◆ Action item
Without changing a single word, write out every entry.

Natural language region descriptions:
--------

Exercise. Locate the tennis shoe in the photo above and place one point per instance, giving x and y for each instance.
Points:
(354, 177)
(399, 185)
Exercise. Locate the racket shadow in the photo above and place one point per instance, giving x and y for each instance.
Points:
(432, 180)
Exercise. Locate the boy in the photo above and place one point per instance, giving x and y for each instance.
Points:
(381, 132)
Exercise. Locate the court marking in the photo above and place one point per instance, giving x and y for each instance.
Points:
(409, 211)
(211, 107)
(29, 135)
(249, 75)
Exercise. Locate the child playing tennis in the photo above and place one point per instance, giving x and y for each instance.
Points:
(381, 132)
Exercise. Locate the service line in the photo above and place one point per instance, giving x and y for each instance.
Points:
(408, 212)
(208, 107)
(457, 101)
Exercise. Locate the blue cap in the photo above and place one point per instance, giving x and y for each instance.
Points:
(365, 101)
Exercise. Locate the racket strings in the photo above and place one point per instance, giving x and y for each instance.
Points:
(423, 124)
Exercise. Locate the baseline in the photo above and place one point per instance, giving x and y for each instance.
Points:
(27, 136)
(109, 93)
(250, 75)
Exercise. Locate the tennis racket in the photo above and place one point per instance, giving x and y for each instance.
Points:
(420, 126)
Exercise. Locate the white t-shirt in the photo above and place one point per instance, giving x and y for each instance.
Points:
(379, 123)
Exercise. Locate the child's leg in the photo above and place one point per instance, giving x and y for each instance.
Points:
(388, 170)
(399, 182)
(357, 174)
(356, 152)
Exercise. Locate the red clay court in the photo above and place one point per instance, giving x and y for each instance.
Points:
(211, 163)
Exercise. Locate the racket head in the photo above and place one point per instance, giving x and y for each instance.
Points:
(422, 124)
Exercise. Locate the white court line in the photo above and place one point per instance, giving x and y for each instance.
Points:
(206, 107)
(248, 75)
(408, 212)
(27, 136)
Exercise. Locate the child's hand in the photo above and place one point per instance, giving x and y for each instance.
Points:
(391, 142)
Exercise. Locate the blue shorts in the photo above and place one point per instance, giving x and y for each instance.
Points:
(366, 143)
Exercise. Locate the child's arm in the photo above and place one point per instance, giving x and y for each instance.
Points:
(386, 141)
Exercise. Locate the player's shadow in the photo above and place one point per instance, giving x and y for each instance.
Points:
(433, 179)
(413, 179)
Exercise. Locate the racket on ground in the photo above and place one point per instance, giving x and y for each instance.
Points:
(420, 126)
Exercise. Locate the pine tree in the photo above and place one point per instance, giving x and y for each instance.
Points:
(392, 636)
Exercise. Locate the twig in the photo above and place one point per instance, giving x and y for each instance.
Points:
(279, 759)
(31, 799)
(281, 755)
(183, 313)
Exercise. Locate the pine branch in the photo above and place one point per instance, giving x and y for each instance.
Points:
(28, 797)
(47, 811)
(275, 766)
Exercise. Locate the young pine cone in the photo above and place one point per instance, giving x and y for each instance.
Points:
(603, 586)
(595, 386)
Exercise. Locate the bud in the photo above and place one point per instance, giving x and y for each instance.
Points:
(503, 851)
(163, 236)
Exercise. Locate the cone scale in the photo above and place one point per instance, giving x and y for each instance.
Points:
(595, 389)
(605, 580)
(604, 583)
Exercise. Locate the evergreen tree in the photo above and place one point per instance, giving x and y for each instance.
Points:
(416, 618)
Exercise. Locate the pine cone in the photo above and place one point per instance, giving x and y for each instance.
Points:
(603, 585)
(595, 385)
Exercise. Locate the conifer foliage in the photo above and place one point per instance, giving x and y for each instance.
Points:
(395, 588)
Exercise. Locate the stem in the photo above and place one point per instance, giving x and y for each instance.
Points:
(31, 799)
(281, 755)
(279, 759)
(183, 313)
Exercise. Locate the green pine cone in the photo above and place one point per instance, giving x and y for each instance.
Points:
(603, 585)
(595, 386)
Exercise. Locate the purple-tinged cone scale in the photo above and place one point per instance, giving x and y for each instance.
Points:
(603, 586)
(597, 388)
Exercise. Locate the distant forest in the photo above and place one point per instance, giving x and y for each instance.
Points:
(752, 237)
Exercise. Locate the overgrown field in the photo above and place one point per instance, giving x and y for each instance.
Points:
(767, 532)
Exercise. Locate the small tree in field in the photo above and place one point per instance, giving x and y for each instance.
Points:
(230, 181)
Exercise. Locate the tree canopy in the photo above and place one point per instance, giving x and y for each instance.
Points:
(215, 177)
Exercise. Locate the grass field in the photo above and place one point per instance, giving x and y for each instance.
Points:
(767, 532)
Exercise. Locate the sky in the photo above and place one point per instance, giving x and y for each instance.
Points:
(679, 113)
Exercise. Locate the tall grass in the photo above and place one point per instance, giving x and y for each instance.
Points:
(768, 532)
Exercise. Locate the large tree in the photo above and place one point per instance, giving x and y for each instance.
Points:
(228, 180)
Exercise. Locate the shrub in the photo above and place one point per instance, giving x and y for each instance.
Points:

--------

◆ Result of the exercise
Exercise. Locate the tennis shoe in the photo above and place one point per instance, giving x and y for each instance.
Points:
(354, 177)
(399, 185)
Exercise. Locate the racket shadow in the photo above and place one point per instance, giving x and y for each instance.
Points:
(432, 180)
Exercise. Locate the boy in the photo above and place one point per instance, giving x and y for each instance.
Points:
(381, 132)
Exercise. Locate the court marking in the photo above and place one point per instance, giving x and y for each instance.
Points:
(409, 211)
(211, 107)
(29, 135)
(249, 75)
Exercise. Locate the child playing tennis in the photo above and place one point per instance, giving x and y for each instance.
Points:
(381, 132)
Exercise. Locate the service line in the photo above and place one point per instance, giving x and y for each instance.
Points:
(408, 212)
(208, 107)
(457, 101)
Exercise. Locate the blue cap in the photo above and place one point per instance, giving x and y for each instance.
Points:
(365, 101)
Exercise. Locate the racket strings in the photo above and place one point per instance, giving x and y for each instance.
Points:
(423, 124)
Exercise. Locate the baseline in the photo above and place one point per instance, giving x and y for each instance.
Points:
(27, 136)
(109, 93)
(250, 75)
Exercise. Locate the tennis racket in the photo above and place one point per instance, giving x and y for each instance.
Points:
(420, 126)
Exercise. Locate the white t-shirt in the photo above and place one point per instance, giving x and y for each instance.
Points:
(379, 123)
Exercise. Locate the child's leg in the photo above and place one point per instance, giving x and y for each instance.
Points:
(388, 170)
(399, 182)
(357, 174)
(356, 152)
Exercise. Locate the red clay court in the photo above and place one point per instance, giving x and y for each instance.
Points:
(211, 163)
Exercise. Locate the racket head in the photo above and place one point per instance, giving x and y for each instance.
Points:
(422, 124)
Exercise. Locate the white court line in the photo above and place one point per instance, giving x and y for each instance.
Points:
(206, 107)
(248, 75)
(408, 212)
(27, 136)
Exercise. Locate the child's hand in the photo above and place one point per instance, giving x and y for each instance.
Points:
(391, 142)
Exercise. Locate the blue shorts in the photo above and place one point per instance, giving x and y for each instance.
Points:
(366, 143)
Exercise. Locate the child's arm in the photo above and place one point per instance, giving x and y for each instance.
Points:
(386, 141)
Exercise. Locate the player's shadow in the photo above and place one point per instance, giving x and y for each instance.
Points:
(433, 179)
(413, 179)
Exercise. Locate the racket on ground in the photo above and place one point per instance, giving x and y for each instance.
Points:
(420, 126)
Exercise. Locate the pine tree in the photo above and place one point per instance, giving x and y for each instance.
Points:
(392, 636)
Exercise. Locate the twig in the photo above and place one point per instance, giving x and y for each instance.
Points:
(279, 759)
(31, 799)
(281, 755)
(183, 313)
Exercise. Locate the pine branch in the photo above and place one point per instance, giving x and y for each instance.
Points:
(28, 797)
(47, 811)
(275, 766)
Exercise. Locate the young pine cone in the photo above and place one point per instance, giving x and y for each instance.
Points:
(603, 586)
(595, 386)
Exercise. Locate the bud in the photo above and place one point per instance, giving x and y for each instance.
Points:
(503, 851)
(163, 236)
Exercise. Locate the cone scale in the photo above and place one point per instance, giving x and y for each instance.
Points:
(595, 389)
(605, 580)
(604, 583)
Exercise. Locate the evergreen tree in the photo above and place one point per instance, giving x and y for each instance.
Points:
(416, 618)
Exercise. Locate the pine cone in the photo above and place one point per instance, giving x and y for each instance.
Points:
(603, 585)
(595, 385)
Exercise. Locate the conifer foliage in the photo above and place one point per instance, giving x and y for each instance.
Points:
(395, 588)
Exercise. Locate the stem in the photo above and place one point per instance, giving x and y for each instance.
Points:
(31, 799)
(281, 755)
(279, 759)
(183, 313)
Exercise. Locate the green pine cone in the photo above and place one point per instance, giving x and y for each instance.
Points:
(603, 585)
(595, 386)
Exercise. Locate the purple-tinged cone scale in the photo above and place one point per instance, giving x and y for each instance.
Points:
(603, 586)
(597, 388)
Exercise. Locate the distant forest in the photo above and place one point per instance, giving x and y for each instance.
Points:
(752, 237)
Exercise. Locate the overgrown field in the photo above and place one point per instance, giving x and y for each instance.
Points:
(767, 532)
Exercise. Locate the small tree in field in the photo above and place one point per instance, giving x and y for each instance.
Points:
(230, 181)
Exercise. Locate the tree canopy in the photo above and place one point per instance, giving x and y for each instance.
Points:
(215, 177)
Exercise. Locate the grass field in the photo above and place one point per instance, giving x and y for each instance.
Points:
(767, 532)
Exercise. Locate the sky in the photo above and place one point per instance, giving x and y for each instance.
Points:
(679, 113)
Exercise. Locate the tall grass in the photo above and place one point per instance, giving x and y for each instance.
Points:
(768, 532)
Exercise. Locate the large tree in the photo above and place one point per instance, giving x and y for each instance.
Points:
(228, 180)
Exercise. Locate the shrub in the photo above and place one point per instance, giving x and y for each instance.
Points:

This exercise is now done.